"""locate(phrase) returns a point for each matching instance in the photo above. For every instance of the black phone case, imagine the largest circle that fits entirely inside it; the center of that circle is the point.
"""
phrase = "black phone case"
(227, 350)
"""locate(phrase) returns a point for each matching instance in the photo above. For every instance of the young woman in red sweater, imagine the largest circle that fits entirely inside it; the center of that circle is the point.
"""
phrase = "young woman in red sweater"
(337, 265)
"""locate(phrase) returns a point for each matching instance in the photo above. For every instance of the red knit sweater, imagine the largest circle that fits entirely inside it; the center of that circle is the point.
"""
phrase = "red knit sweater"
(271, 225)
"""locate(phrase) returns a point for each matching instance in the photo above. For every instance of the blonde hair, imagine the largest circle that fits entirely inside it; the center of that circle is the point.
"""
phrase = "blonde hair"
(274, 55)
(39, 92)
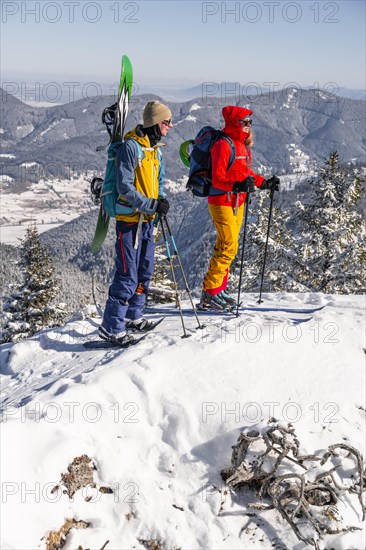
═══
WHAT THE TASK ASKS =>
Find the count of lines in the data above where the word "matching" occurs, and write down only that count.

EXERCISE ANSWER =>
4